## Text section
********************

When I taught First Grade many years ago, I came across Sylvia Ashton-Warner's book, Teacher .  In this book, she describes her technique for teaching reading to young Maori children.  I decided to adapt her program to my classroom and found it to be a great way to launch children into the world of reading!  As the author points out, children's first words and first books should come from their life.  So, I started each morning with "Key Vocabulary"(Miss Ashton-Warner's name for it), a "one-look" sight vocabulary originating from the child himself.

 Each day each child would think of a word he wanted to know.  I wrote it on an index card.  These self-chosen words accumulated and were kept in  his specially decorated shoebox.  The next day, before giving him a new word, I would ask for the "old" words .  If a word was not remembered I would put it aside and eventually toss it in the trash because it had failed as a "one-look" word, and could not have been of much importance to the child.  While I was giving words to each child, the others were sharing their words with partners, or printing their words on the chalkboard.  Still others were putting their words on a  magnetic board or on a felt board with felt letters.  All of the children were busy sharing and learning each others words!

 When it got to the point of having 20 words in the box the child would make a "word book" in which he drew pictures for his words to share with the class, or a parent, etc.  Then, we would begin again with some different words to put in his box!  The children were never at a loss for words!

This time of "Organic Reading" was the noisiest and the most productive time of the day.  I believe its success stemmed from the concept of using words important to the child, the language of his world to the written language of reading.  What joy!  After having the security of his world in the written word, the child can then reach out in love and joy to other books, other readers.

Sylvia-Ashton's Warner's book Teacher  (reprinted version) can still be purchased for you to read from Barnes and Noble. 


NB  I first bought this book in 1973 , my first year of teaching, when First Grade was the grade to initiate reading.  Everything is done so much earlier these days.

Monday, October 18, 2010

Thoughts on TP

Now I know you all are thinking,  "What in the world is TP ?" Those silly acronyms!  Is it some new method of teaching, or a label for a little-known learning disorder, or maybe my thoughts on being "Tickled Pink"?

Well, I don't know about you but I can NEVER find paper when I need it.  One day I wanted to write down a few thoughts pertaining to learning   - I can't remember if they were my thoughts or someone else's - before they disappeared from my mind.  These little snippets  are very basic ideas but, very foundational in the ability (or inability) of students to learn.  They are realizations relating to one's own experiences as teacher, as well as, learner.

SO here are my "Thoughts on Toilet Paper" concerning basic learning principles.  Yes, I finally found some paper!  In the bathroom!  Desperate measures for desperate times.   LOL!

1.  To help students learn something  you  should first understand what they already know

2.  Showing students how to do something is better than telling them, and letting them do it is best of all

3.  Do not show or tell too much at once, since learners digest new ideas slowly and should feel secure with new skills or knowledge before acquiring  more

4.  It is necessary to give your pupils as much time as they need or want to absorb what you have shown or told  them

5.  Instead of testing their understanding with questions, let them show how much or little they understand by the questions they ask you

6.  Do not get impatient or angry when learners do not understand, frightening them only blocks learning

Something to think about and ponder.

********************

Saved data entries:

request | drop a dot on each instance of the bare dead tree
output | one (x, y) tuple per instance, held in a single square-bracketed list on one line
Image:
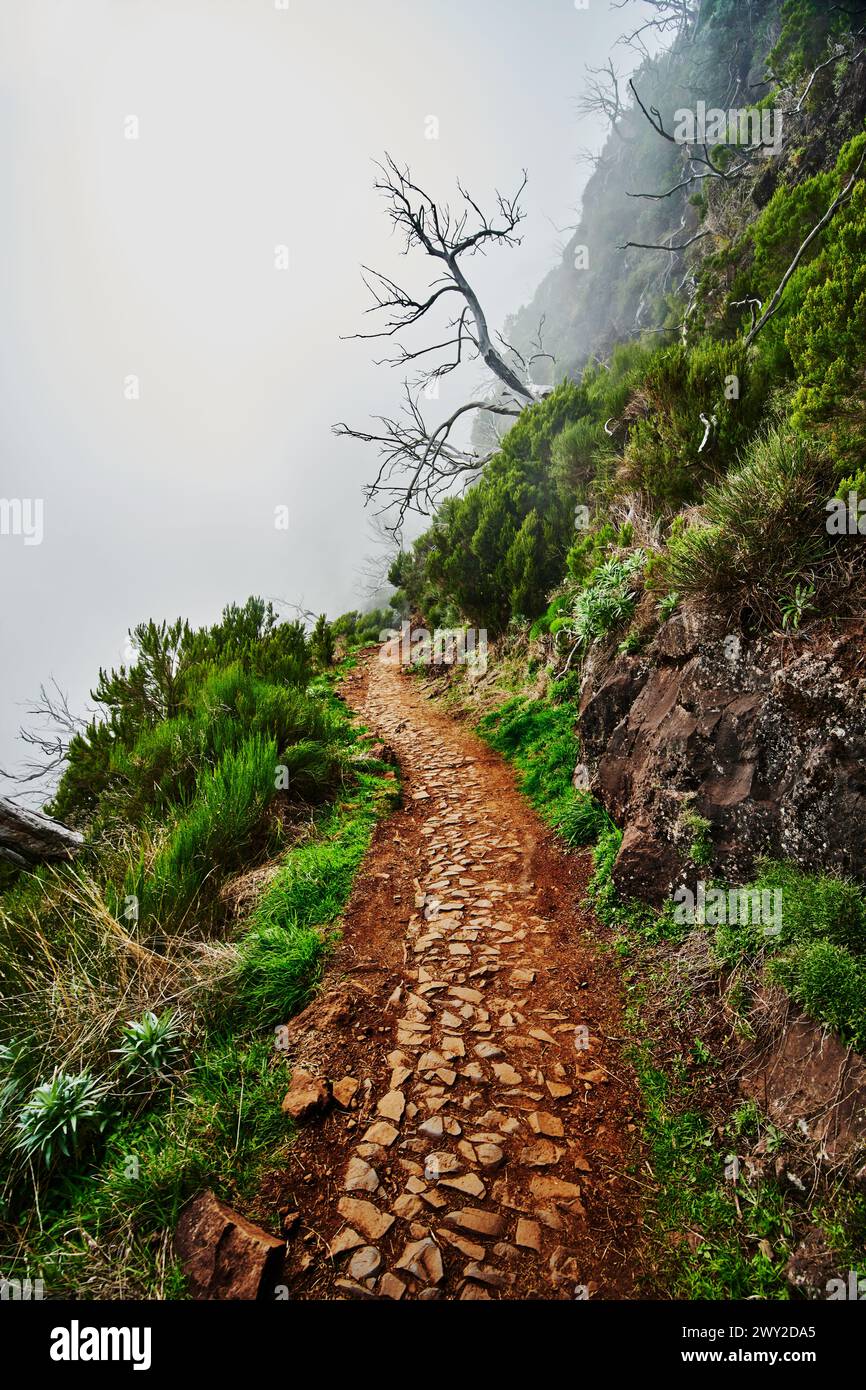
[(420, 460), (666, 18), (602, 96), (697, 154), (50, 737)]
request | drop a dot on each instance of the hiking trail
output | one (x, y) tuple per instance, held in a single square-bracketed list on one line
[(484, 1132)]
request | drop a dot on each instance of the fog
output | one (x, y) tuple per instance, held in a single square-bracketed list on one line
[(164, 384)]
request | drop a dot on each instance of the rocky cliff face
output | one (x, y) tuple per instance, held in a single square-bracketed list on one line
[(765, 738)]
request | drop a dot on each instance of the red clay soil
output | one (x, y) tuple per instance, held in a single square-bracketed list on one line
[(487, 1148)]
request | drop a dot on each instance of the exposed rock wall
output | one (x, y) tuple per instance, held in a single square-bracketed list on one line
[(765, 738)]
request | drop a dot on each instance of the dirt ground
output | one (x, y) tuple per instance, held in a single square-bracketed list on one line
[(483, 1137)]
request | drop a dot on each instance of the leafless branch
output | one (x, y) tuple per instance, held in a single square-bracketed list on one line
[(837, 202)]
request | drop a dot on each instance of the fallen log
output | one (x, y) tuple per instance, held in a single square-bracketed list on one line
[(27, 837)]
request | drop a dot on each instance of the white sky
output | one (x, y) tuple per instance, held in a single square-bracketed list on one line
[(154, 257)]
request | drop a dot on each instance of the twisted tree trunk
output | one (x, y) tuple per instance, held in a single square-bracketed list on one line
[(27, 837)]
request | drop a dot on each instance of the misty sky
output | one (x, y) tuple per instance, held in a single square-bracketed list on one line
[(154, 257)]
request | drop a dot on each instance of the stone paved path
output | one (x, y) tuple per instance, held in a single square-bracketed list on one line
[(470, 1172)]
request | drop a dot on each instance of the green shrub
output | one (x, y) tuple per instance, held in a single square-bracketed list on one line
[(583, 820), (150, 1045), (606, 602), (63, 1116), (762, 530), (829, 983), (213, 837)]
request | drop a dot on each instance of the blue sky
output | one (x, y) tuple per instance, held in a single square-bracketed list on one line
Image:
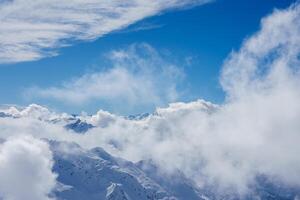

********************

## Exercise instructions
a. In the teaching blog post, how many words did a child collect in the box before making a word book?
b. Copy the teaching blog post word for word, starting at "This time of" and ending at "Barnes and Noble.".

## Task results
a. 20 words.

b.
This time of "Organic Reading" was the noisiest and the most productive time of the day.  I believe its success stemmed from the concept of using words important to the child, the language of his world to the written language of reading.  What joy!  After having the security of his world in the written word, the child can then reach out in love and joy to other books, other readers.

Sylvia-Ashton's Warner's book Teacher  (reprinted version) can still be purchased for you to read from Barnes and Noble.